__TASK TO CARRY OUT__. Rewrite the material below, changing every "much appreciated" to "very helpful" and keeping everything else the same.
· · · ·
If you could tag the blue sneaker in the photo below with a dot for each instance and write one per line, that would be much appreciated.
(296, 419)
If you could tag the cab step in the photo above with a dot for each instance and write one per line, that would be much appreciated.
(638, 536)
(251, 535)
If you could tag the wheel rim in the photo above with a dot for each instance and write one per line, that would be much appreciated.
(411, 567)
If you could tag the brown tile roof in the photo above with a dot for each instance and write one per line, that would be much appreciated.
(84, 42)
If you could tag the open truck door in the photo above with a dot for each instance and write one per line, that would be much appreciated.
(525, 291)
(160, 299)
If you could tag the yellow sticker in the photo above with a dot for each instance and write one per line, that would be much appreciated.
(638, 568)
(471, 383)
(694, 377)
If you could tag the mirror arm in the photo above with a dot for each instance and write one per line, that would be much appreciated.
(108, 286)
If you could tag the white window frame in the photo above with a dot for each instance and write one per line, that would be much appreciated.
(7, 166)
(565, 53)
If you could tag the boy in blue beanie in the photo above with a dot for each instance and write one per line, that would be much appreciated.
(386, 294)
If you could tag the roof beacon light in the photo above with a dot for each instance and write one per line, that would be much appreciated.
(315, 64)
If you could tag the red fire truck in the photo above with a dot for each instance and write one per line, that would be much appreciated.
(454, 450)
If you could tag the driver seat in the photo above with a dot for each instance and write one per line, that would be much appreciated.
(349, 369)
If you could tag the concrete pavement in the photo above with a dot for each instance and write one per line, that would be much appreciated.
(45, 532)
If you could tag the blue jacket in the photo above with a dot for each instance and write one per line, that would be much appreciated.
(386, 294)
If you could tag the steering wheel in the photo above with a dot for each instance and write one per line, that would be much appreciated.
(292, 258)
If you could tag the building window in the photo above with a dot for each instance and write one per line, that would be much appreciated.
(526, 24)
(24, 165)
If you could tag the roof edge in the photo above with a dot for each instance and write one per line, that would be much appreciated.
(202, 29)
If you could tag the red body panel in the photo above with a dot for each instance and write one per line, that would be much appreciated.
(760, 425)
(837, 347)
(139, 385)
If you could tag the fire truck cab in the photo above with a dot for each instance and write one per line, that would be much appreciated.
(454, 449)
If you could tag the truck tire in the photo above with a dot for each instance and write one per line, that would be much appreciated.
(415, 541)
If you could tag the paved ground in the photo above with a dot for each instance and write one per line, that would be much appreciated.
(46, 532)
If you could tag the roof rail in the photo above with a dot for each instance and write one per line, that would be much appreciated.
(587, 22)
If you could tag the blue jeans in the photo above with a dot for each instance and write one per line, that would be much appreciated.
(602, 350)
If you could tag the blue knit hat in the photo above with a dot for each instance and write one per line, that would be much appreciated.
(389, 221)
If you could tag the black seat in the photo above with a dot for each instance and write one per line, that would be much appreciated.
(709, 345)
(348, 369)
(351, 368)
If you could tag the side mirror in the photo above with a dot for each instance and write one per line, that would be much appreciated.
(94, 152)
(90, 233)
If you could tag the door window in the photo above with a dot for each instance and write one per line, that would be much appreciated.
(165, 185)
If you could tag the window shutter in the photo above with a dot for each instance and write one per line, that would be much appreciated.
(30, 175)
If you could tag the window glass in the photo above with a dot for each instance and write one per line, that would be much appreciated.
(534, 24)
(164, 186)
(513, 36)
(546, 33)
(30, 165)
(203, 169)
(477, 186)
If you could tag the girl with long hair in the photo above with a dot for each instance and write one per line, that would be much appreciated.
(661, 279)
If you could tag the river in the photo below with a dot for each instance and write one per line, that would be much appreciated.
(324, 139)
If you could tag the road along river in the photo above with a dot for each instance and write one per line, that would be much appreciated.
· · · ·
__ANSWER TO THE PROBLEM__.
If you could tag the blue sneaker in the photo below with a dot for each instance and write one per line, that would be very helpful.
(296, 419)
If you could tag the cab step in the photo above with a dot for each instance and write one per line, that would be very helpful.
(638, 536)
(251, 535)
If you could tag the wheel rim in the photo above with a dot for each instance and write one per line, that would be very helpful.
(411, 567)
If you could tag the brown tile roof in the photo above with a dot for each instance and write one per line, that would be very helpful.
(84, 42)
If you could tag the open truck door in the photo above with a dot for each instance and write one per line, that would be very helpful.
(525, 291)
(160, 299)
If you could tag the yellow sticker in the photo above with a dot for each instance and write one per line, that would be very helpful.
(638, 568)
(471, 383)
(694, 377)
If you could tag the mirror arm in the photo above with a dot for each instance and write one per line, that would be very helpful.
(108, 286)
If you could tag the white window frame in the photo above with a dot for each instance and write one per line, that would be very helpful.
(7, 166)
(565, 53)
If you could tag the boy in blue beanie in the photo above with a dot for each instance and write one per line, that would be very helpful.
(386, 294)
If you could tag the roof beacon light in the photo above with a dot for each instance and write one per line, that would be very helpful.
(315, 64)
If you could tag the red fire truck in the photo above with a dot for each instance and write one per line, that would be very helpful.
(454, 450)
If you could tag the driver seat in the photo above with a dot for each instance and write one per line, that would be very helpful.
(349, 369)
If you could tag the concrete pavement in the photo above with a dot for each instance and write one per line, that would be very helpful.
(45, 532)
If you could tag the blue jacket in the photo above with a dot for each instance and write one per line, that would be very helpful.
(386, 294)
If you could tag the steering wheel in the photo above with a dot for each instance and write one per line, that would be very helpful.
(292, 258)
If you could tag the building window in the photo above with a dot for each instance and write one per line, that would be very helpful.
(526, 24)
(24, 165)
If you could tag the roof edge in the photo above with a dot for each instance and write one per line, that would be very helpful.
(202, 29)
If you could tag the red body panel in the photo above with a dot for each instance and write one per line, that would be very helpful.
(760, 425)
(837, 347)
(139, 385)
If you could tag the fire truck cab in the photo above with a dot for each instance and write one per line, that would be very helpful.
(454, 449)
If you could tag the truck tire in the photo above with a dot for each instance and write one per line, that would be very helpful.
(415, 541)
If you could tag the paved ground in the photo above with a dot for each instance and write one per line, that would be very helpful.
(46, 532)
If you could tag the roof rail in the photo above with a dot for each instance and write one per line, that would be very helpful.
(587, 22)
If you could tag the blue jeans in the photo above with a dot for each instance and write one per line, that would be very helpful.
(602, 350)
If you could tag the blue knit hat in the photo above with a dot for each instance and write one per line, that would be very helpful.
(389, 221)
If you could tag the black seat in the photo above with a dot for each instance and write one per line, that would be very helpful.
(709, 345)
(348, 369)
(351, 368)
If you could tag the side mirror in the photo above with a dot for each instance and write one per line, that would be very helpful.
(94, 152)
(90, 233)
If you could tag the door window in the photo above with a dot for each instance and write one per line, that would be very helpful.
(165, 185)
If you could tag the window shutter in the photo above with a dot for each instance and write one per line, that would be very helpful.
(30, 175)
If you could tag the window glass in the photo above with a dot for each instance and write one per line, that would be very helpful.
(534, 24)
(164, 186)
(513, 36)
(546, 33)
(30, 165)
(203, 169)
(477, 186)
If you could tag the girl with long hair in the photo above with a dot for each instance and write one per line, that would be very helpful.
(661, 279)
If you could tag the river in the photo below with a dot for each instance and write one per line, that would be very helpful.
(324, 139)
If you could tag the road along river in the photo above with a dot for each instance and write one per line, that would be very helpful.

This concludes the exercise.